◆ DATA LISTING ◆
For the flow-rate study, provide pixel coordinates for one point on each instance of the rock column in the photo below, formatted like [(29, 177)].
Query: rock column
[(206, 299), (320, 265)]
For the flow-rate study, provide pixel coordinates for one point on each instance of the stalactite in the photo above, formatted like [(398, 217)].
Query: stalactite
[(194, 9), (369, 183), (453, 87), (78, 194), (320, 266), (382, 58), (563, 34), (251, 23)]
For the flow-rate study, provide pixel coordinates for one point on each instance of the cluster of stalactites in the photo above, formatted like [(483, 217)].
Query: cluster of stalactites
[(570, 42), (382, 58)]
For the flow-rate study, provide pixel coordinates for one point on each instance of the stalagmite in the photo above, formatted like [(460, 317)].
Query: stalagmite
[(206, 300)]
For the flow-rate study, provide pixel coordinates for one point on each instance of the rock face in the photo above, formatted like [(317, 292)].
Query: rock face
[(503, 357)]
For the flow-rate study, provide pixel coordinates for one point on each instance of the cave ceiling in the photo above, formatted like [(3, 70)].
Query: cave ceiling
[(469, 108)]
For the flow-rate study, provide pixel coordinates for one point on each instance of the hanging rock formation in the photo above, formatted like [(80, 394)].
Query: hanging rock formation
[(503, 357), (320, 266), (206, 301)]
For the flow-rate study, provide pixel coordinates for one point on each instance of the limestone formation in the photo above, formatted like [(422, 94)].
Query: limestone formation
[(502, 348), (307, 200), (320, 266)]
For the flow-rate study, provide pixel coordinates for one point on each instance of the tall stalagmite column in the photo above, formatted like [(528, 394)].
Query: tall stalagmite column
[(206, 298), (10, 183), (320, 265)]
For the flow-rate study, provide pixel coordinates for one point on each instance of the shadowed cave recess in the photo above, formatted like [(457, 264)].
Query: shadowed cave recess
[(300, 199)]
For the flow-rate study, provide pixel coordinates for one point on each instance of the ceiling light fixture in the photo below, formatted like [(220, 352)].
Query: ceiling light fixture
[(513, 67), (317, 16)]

◆ WHAT YOU SHOULD DO ◆
Please format all of the lines above as a numbered list, leaving out any blank lines.

◆ REPLY TO THE TASK ◆
1. For the flow-rate study, provide pixel coordinates for one point on each instance of the rock column in the photo below, formatted like [(29, 177)].
2. Query: rock column
3. [(206, 299), (320, 265)]
4. For the flow-rate study, provide pixel coordinates for one point on each instance of the stalactite in the photo above, formatted like [(398, 217)].
5. Query: stalactite
6. [(194, 9), (369, 183), (453, 87), (78, 194), (320, 266), (382, 58), (563, 34), (251, 23)]
7. For the flow-rate study, provide pixel coordinates for one point on each instance of the cluster of stalactites in the photo above, formatted like [(483, 217)].
8. Query: cluster of stalactites
9. [(570, 42), (382, 58)]
10. For the flow-rate study, provide pixel coordinates for one point on each instance of the stalagmite in the photo above, formatted like [(460, 317)].
11. Query: stalagmite
12. [(206, 300)]
13. For the flow-rate study, provide pixel coordinates for one point on each instance of the rock face in the photo above, formatted like [(317, 292)].
14. Query: rock face
15. [(503, 357)]
16. For the flow-rate study, provide pixel coordinates for one point on each instance of the cave ceiling in the photo above, formatted like [(3, 70)].
17. Query: cave ceiling
18. [(469, 108)]
19. For the flow-rate study, provide pixel coordinates for one point on each instance of the hanging rock formation in the photo above, formatted like [(80, 394)].
20. Query: hanging rock formation
21. [(503, 357), (320, 266), (206, 301)]
22. For the flow-rate study, provide pixel coordinates for one point on each instance of the limestone formation in the photo above, formatted like [(422, 94)].
23. Query: limestone formation
24. [(502, 348), (307, 200), (320, 266)]
25. For the flow-rate study, provide pixel coordinates for one point on each instance of the tall stalagmite column in the photo above, formatted like [(528, 394)].
26. Query: tall stalagmite column
27. [(206, 298), (10, 183), (320, 265)]
28. For the flow-rate study, provide pixel coordinates for one point on each instance of the shadowed cave recess in the photo above, formatted like [(457, 264)].
29. Query: shadowed cave recess
30. [(300, 199)]
31. For the flow-rate study, provide pixel coordinates for one point on each instance of the ceiling light fixture in the photo below, formatted like [(220, 352)].
32. Query: ceiling light fixture
33. [(513, 67), (317, 16)]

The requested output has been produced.